● **Task directions**
Extract every line of the items below and reproduce each one word for word, in the same order.

● **Data extract**
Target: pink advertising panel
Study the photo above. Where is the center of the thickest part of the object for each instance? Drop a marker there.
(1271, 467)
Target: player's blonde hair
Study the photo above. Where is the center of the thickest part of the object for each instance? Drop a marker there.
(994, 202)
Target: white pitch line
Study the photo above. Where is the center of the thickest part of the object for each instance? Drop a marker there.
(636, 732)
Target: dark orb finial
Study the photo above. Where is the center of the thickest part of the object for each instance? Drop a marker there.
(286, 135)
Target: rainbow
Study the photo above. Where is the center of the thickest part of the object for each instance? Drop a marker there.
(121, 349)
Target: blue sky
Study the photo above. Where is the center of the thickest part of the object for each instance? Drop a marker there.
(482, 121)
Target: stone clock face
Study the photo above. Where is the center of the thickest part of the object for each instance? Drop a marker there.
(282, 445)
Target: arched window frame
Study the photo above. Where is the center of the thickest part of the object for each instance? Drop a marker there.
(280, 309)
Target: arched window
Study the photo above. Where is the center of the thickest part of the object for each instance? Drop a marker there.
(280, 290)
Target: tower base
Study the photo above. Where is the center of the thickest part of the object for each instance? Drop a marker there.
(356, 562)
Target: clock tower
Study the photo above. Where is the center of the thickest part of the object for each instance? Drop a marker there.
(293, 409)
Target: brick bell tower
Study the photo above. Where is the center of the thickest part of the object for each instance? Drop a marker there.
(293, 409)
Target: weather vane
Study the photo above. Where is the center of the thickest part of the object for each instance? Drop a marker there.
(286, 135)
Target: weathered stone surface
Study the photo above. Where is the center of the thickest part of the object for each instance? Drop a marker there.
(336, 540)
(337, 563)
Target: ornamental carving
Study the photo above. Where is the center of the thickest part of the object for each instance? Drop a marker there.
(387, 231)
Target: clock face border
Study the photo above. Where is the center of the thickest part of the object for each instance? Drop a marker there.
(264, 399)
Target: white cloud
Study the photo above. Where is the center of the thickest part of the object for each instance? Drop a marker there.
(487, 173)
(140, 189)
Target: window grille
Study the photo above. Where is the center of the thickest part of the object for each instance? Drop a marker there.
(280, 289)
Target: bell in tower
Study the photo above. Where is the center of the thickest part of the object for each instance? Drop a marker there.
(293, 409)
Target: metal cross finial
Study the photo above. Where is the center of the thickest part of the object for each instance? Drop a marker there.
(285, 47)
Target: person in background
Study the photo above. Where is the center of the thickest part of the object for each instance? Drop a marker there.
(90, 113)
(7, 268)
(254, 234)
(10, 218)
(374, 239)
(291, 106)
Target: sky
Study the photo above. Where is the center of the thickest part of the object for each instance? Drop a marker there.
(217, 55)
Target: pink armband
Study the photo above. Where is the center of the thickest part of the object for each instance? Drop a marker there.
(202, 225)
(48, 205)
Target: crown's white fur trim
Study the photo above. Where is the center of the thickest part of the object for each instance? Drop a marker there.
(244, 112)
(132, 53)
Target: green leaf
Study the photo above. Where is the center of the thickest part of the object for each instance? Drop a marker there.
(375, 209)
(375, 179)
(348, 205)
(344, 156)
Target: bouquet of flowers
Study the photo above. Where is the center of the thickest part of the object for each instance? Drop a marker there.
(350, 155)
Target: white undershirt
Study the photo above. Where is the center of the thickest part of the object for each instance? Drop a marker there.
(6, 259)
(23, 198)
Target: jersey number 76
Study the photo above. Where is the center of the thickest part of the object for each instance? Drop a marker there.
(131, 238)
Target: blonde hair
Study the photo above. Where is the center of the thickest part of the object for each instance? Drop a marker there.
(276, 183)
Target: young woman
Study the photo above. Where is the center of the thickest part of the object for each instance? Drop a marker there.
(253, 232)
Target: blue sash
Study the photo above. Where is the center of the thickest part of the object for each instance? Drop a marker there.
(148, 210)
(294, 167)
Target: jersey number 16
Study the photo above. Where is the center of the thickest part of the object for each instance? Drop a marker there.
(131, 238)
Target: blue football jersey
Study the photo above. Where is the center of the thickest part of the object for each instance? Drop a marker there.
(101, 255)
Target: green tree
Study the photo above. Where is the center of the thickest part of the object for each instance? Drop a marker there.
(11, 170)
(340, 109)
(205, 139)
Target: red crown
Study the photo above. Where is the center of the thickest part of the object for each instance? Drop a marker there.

● **Complete answer**
Target: pink advertising panel
Study the photo above. Where is the center of the thickest part of the object for each instance? Drop a marker there.
(1271, 467)
Target: player's blonde hair
Study the photo above. Where is the center of the thickest part of the object for each instance? Drop a marker there.
(994, 202)
Target: white pitch line
Study the photo above. Where is the center of the thickest part of the object for each instance? Drop a marker there.
(636, 732)
Target: dark orb finial
Study the photo above. Where is the center of the thickest part of the object for each instance? Drop a marker there.
(286, 135)
Target: rainbow
Study the photo above. Where is the center of the thickest part of the object for each instance? Drop a marker there.
(121, 349)
Target: blue sky
Study the photo above. Where is the center of the thickest part of the object for each instance? Drop a marker there.
(482, 121)
Target: stone clock face
Study the photo above. Where is the center of the thickest part of the object for each instance? Drop a marker there.
(282, 445)
Target: arched window frame
Study the photo above. Where is the center of the thickest part of the object for each instance? Drop a marker there.
(280, 309)
Target: arched window
Study the photo above. Where is the center of the thickest part of the object for each instance? Drop a marker there.
(280, 290)
Target: tower base
Study the photo above. Where is the center of the thickest part of the object for each instance? Drop a marker there.
(356, 562)
Target: clock tower
Study the photo above. Where is the center of the thickest part of the object for each instance? Drop a marker there.
(293, 409)
Target: brick bell tower
Study the photo above. Where is the center of the thickest part of the object for each instance? Drop a marker there.
(293, 409)
Target: weather vane
Study the photo above. Where is the center of the thickest part of the object for each instance? Drop a marker there.
(286, 135)
Target: weathered stone surface
Study the photo above. Where is the center of the thickest part of the object for each instance? Drop a marker there.
(336, 540)
(337, 563)
Target: ornamental carving
Study the photo above. Where is the center of the thickest part of the object for each instance? Drop a marker there.
(387, 231)
Target: clock face border
Study the photo above. Where is the center of the thickest part of the object for each instance? Drop a marker there.
(264, 399)
Target: white cloud
Study the photo above. Where is the center of the thickest part of the object for each instance? Drop a marker there.
(487, 173)
(140, 189)
Target: window grille
Study the photo above. Where is the center of the thickest part of the object for each instance? Drop a marker there.
(280, 289)
Target: bell in tower
Study the photo above. Where is the center of the thickest part of the object for each instance? Drop a marker there.
(293, 409)
Target: metal cross finial
Study the photo above. Where is the center of the thickest part of the object for each instance? Drop a marker there.
(285, 47)
Target: person in background
Study the photo above. Where is the center of the thickest part of the object for each instance? Drop a marker there.
(90, 113)
(7, 268)
(254, 234)
(10, 218)
(374, 239)
(291, 106)
Target: sky
Study the photo above. Where is the center of the thickest part of the object for each instance? Drop a marker there.
(217, 55)
Target: pink armband
Study the photo above. Where is the center of the thickest part of the object for each instance? Drop a marker there.
(202, 225)
(48, 205)
Target: crown's white fur trim
Study the photo above. Where is the center of the thickest part of the object for each instance? Drop a marker there.
(244, 112)
(132, 53)
Target: green leaf
Study the photo above. Where is the center of the thickest part of the object for each instance? Drop a marker there.
(375, 209)
(375, 179)
(348, 205)
(344, 156)
Target: bouquet of flowers
Study the photo above. Where is the center of the thickest part of the object for each instance? Drop a marker there.
(350, 155)
Target: white undershirt
Study the photo above. Where is the center of the thickest part of the object for each instance? Drop a marker there.
(6, 259)
(23, 198)
Target: jersey number 76
Study the photo above. Where is the center of the thickest part of the object for each instance? Drop a marker there.
(131, 238)
Target: blonde hair
Study the photo above. Where is the center of the thickest part of the object for each instance? Drop a marker there.
(276, 183)
Target: young woman
Study the photo above. Where is the center of the thickest part of the object for each instance? Drop a marker there.
(253, 232)
Target: blue sash
Study the photo above. Where is the center of the thickest part of the object for each instance? Drop a marker there.
(148, 210)
(294, 167)
Target: jersey number 16
Study the photo above. Where is the center of the thickest part of the object for each instance? Drop a marker there.
(131, 238)
Target: blue football jersey
Study the photo above. Where is the center of the thickest part of the object for each instance? Drop a marker there.
(101, 255)
Target: green tree
Study the photo above. Where is the center of the thickest part of the object for each instance? Drop a marker there.
(11, 170)
(340, 109)
(205, 139)
Target: red crown
Study the photo above. Where is the center of the thickest part of the object for each instance? Drop a marker there.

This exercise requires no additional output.